— Cytowany fragment —
━━━━━━━━━━
Moda na retro konsole trwa w najlepsze. Trudno powiedzieć, kiedy się skończy, ale na razie kolejne generacje modeli są wdrażane etapami. Oczywiście powstają też fanowskie warianty customowe. Tego typu systemy do gier przechodzą miniaturyzację. Powoli temat zaczyna obejmować też platformy mobilne. Im pomniejszanie gabarytów nie jest potrzebne. Sega zdecydowała się jednak na zmniejszenie Game Gear do wersji Micro. Tak maleńkiej, że w zestawie jest specjalna lupa powiększająca. Korzystało się z takowych już w erze Game Boyów, a miały przecież większe ekraniki.

Sega Game Gear Micro

Sega Game Gear Micro a’la Game Boy Micro

W 2005 roku Nintendo wprowadziło na rynek nietypową odmianę Game Boya. Miniaturowy model zwany Micro. 15 lat później, już w dobie retro konsol, Sega proponuje coś podobnego, ale jeszcze mniejszego. Niemalże wielkości breloczka (BTW: kiedyś w McDonaldzie były breloczkowe Game Boye). Game Gear Micro to najdziwniejsza konsolka w nostalgicznym wydaniu, jaka pojawiła się na przestrzeni ostatnich kilkunastu miesięcy. Będzie imitowała oryginał sprzed 30 lat (celebrowany był w październiku 2019), ale w ultra małym formacie. Tak małym, że obawiam się, że niezbyt wygodnym do gry. Czyżby kolejny gadżet kolekcjonerski?

Sega obchodzi w tym roku 60-lecie. Być może nowy Game Gear powstał właśnie jako jedna z atrakcji na tę okazję. Wyświetlacz konsolki ma tylko 1.15 cala, a więc mniej więcej tyle, ile mają mniejsze smartwatche. Przesadnie maleńki panelik utrudni zabawę, ale zmieści się do każdej kieszonki. O ile potrzebujecie w ogóle chodzić z takim gadżetem po mieście. Zawsze można uruchomić emulator na smartfonie. Liczyć ma się tu wygodniejszy kształt i fizyczne przyciski. To zabawka dla najwierniejszych fanów Segi, zwłaszcza tych, którzy pamiętają czasy Game Geara. Większość graczy stawiała wtedy na Game Boya, ale byli też miłośnicy konkurencyjnych rozwiązań.
━━━━━━━━━━
— Wpisy —
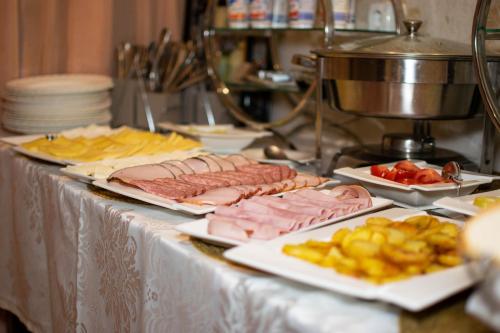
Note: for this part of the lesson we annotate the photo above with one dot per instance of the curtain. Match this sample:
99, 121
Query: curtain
77, 36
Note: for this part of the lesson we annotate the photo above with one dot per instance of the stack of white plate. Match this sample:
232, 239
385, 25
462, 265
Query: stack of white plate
52, 103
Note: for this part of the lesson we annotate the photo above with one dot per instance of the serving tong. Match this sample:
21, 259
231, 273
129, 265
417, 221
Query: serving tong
452, 171
165, 65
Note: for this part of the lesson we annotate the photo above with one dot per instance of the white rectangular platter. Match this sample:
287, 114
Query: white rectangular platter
413, 294
89, 131
199, 228
20, 139
43, 157
412, 195
464, 204
162, 202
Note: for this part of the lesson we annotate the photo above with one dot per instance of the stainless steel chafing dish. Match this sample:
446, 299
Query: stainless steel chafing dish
402, 76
━━━━━━━━━━
— Zadanie A —
Przetłumacz na angielski to zdanie z tekstu o Game Gear Micro: „Sega obchodzi w tym roku 60-lecie.”
— Zadanie B —
Wypisz dokładnie z tekstu o Game Gear Micro fragment od słów „Sega obchodzi w” aż do słów „miłośnicy konkurencyjnych rozwiązań.” włącznie.
— Zadanie C —
Ile cali ma wyświetlacz konsolki według tekstu o Game Gear Micro?
Wpisy nie mają nic wspólnego z tekstem o Game Gear Micro.

— Twoja odpowiedź A —
Sega is celebrating its 60th anniversary this year.

— Twoja odpowiedź B —
Sega obchodzi w tym roku 60-lecie. Być może nowy Game Gear powstał właśnie jako jedna z atrakcji na tę okazję. Wyświetlacz konsolki ma tylko 1.15 cala, a więc mniej więcej tyle, ile mają mniejsze smartwatche. Przesadnie maleńki panelik utrudni zabawę, ale zmieści się do każdej kieszonki. O ile potrzebujecie w ogóle chodzić z takim gadżetem po mieście. Zawsze można uruchomić emulator na smartfonie. Liczyć ma się tu wygodniejszy kształt i fizyczne przyciski. To zabawka dla najwierniejszych fanów Segi, zwłaszcza tych, którzy pamiętają czasy Game Geara. Większość graczy stawiała wtedy na Game Boya, ale byli też miłośnicy konkurencyjnych rozwiązań.

— Twoja odpowiedź C —
Tylko 1.15 cala.